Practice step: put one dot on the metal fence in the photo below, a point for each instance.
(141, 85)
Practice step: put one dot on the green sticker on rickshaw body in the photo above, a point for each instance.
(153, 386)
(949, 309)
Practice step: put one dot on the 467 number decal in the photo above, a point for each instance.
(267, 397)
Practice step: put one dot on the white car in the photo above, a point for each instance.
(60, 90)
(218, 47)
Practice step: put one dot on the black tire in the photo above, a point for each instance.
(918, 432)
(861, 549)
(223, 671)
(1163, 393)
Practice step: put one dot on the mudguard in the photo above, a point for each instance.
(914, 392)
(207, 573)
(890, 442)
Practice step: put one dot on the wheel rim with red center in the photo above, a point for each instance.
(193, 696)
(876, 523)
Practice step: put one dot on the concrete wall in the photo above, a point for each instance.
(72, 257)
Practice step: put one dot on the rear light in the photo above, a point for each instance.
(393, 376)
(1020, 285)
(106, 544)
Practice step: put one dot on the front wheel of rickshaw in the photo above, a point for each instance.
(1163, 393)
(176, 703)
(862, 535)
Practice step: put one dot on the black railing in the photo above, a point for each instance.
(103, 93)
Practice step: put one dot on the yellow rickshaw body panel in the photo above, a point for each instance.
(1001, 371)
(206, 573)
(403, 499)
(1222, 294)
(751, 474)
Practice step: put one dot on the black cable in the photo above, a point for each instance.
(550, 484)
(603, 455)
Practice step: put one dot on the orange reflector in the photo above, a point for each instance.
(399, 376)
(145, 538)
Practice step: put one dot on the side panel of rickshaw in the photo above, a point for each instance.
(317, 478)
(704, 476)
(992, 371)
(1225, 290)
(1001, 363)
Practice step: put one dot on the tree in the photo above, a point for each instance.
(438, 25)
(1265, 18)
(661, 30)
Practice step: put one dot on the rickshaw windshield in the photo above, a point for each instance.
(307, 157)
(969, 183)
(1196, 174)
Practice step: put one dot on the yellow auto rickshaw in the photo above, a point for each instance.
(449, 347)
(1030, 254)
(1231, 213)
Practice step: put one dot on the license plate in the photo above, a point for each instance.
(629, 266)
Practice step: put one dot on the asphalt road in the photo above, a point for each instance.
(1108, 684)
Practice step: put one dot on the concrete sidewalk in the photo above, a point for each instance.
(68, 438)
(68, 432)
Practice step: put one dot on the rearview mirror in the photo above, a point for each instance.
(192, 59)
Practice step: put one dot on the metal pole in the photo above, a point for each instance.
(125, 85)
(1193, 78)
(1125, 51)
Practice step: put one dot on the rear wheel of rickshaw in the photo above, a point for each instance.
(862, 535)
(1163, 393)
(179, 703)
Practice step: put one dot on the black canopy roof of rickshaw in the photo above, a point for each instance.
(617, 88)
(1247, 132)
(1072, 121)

◆ Task details ◆
Write out only those lines that fall between the one containing "Practice step: put one dot on the metal pole" and the end of the entries, the first and last included, exactly as they read.

◆ Answer to this exercise ◆
Practice step: put one dot on the metal pole in the photo above, a point for each instance.
(125, 85)
(1193, 78)
(1125, 51)
Practice step: put one dot on the rear wheel of rickshaw in the photo above, a point for each instance.
(862, 535)
(1163, 393)
(179, 703)
Practice step: put one dot on the black canopy roof of rickshaw in the photo above, a point for each instance.
(617, 88)
(1247, 132)
(1072, 121)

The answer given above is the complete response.